_PAGE EXTRACT_

-------

The Ugly One is short, fast, funny and feisty. Though barely an hour in length, the density and intensity of the material make German playwright Marius von Mayenburg’s 2007 dark comedy a full dose of theatre. Being remounted at Tarragon’s Extra Space by Toronto’s award-winning Theatre Smash, an independent theatre company dedicated to bringing international contemporary theatre to Canada, this is the story of Lette, whose life changes when surgery turns his face from repulsive to irresistible.
The concept is simple but the philosophical implications are profound: What if money could buy the perfect face? It’s The Elephant Man meets The Matrix.
Senior engineer Lette (David Jansen) has developed an innovative electrical plug which stands to make his company a lot of money. His boss, Scheffler (Hardee T. Lineham), assigns a junior assistant, Karlmann (Jesse Aaron Dwyre) to present the product at a prestigious international trade show. Lette is baffled to discover that the reason he cannot be the one to promote his own invention is that he is just too ugly. Somehow he has gone through his whole life, career, and marriage utterly unaware of the apparent “fact” that his face is “unacceptable”, “a disaster.” Scheffler can’t believe Lette didn’t know he was ugly but makes it plain. “You can’t sell anything with that face.”
Lette’s wife, Fanny (Naomi Wright), tells him “It’s not that I think you’re ugly…It’s a fact.” Lette doesn’t see the ugliness his boss and wife refer to, but having been made aware that he is seen this way, he goes to a plastic surgeon (played, without costume change, by Lineham) who explains to Lette his face is so hideous that no part of it can be salvaged. He will have to completely reinvent every feature and aspect of Lette’s face, leaving no trace of his original appearance.
Once the job is done, the surgeon is so proud of his “masterpiece” he laments that one day his creation will perish, as if Lette has no existence beyond the new face he has been given. At first Lette considers his new face an unrecognizable mask; it “isn’t me.” But soon he comes to identify himself entirely and exclusively with his new universally admired face.
Things get philosophical when debates arise over whether the beautiful new face belongs, as intellectual property, to the surgeon who created it—and who masters the technique of replicating it identically on other eager patients stricken with average looks—or to Lette who merely wears the face. The face becomes a commodity, and Lette’s self-worth and market value, as well as his identity, go off the rails as “his” face starts showing up on other people.

-------

_SUPPLIED DATA_

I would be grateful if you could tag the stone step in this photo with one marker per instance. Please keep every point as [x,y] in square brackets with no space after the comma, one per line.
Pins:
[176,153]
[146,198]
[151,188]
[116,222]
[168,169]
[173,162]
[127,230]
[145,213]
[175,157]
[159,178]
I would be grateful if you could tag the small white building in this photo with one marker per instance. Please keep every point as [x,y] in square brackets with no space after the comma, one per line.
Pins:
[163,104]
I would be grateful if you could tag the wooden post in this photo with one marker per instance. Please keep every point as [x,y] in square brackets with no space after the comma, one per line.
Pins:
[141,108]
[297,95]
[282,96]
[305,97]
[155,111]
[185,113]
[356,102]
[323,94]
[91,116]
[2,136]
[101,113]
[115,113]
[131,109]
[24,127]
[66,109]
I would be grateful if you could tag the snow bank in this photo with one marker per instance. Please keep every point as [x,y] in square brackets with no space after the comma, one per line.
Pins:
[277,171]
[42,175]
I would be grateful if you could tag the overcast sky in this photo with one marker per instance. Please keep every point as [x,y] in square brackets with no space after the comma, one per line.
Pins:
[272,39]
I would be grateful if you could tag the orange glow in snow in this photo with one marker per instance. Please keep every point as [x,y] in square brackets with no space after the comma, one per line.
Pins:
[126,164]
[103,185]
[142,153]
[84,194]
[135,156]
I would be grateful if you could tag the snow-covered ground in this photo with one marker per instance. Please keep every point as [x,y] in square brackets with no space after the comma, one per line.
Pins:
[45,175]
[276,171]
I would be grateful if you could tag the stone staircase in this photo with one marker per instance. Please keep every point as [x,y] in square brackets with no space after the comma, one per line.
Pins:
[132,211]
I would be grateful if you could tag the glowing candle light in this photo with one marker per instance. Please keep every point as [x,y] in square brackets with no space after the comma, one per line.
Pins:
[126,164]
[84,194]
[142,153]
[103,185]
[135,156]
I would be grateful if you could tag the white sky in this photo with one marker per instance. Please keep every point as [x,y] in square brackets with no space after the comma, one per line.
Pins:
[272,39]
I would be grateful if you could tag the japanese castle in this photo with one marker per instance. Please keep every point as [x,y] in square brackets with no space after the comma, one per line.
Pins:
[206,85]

-------

_WORK ORDER A_
In the review of The Ugly One, what invention has Lette developed?
_WORK ORDER B_
Resume the review of The Ugly One after its last sentence.
The rows have no connection to the review of The Ugly One.

_OUTPUT A_
An innovative electrical plug.

_OUTPUT B_
The audience in Tarragon’s Extra Space is divided in two by a performance space which is three-quarters filled with a vast slab of a table serving as board room table, operating table, and later in the show, as a meta-stage where characters strut with the new-found confidence that a perfect face bestows. All four actors are dressed in grey business attire. Each plays multiple characters without any costume change (set and costume design, Camellia Koo).
Transitions are sharp as scenes change with the speed of light. Actors switch mid-breath from one character or setting to another, spinning the focus from one part of the stage, suddenly blacked out, to another instantly illuminated place (lighting design, Jason Hand). Exchanges are for the most part tense, loud, and filled with implication. Don’t come if you have a migraine.
It is an extreme narrative hour which frantically builds to a crescendo. The content and execution of the material are over the top and might be “a bit much” for someone of delicate sensibilities, but if you’re up for a quick, wild, self-indulgent ride, The Ugly One is the theatrical equivalent of doing tequila body shots off a psychotic supermodel.
$21-53. Theatre Smash and Tarragon Theatre's The Ugly One, Tarragon Theatre, runs until Feb. 16
Evan Andrew Mackay is a Toronto playwright and humorist who writes about culture and social justice.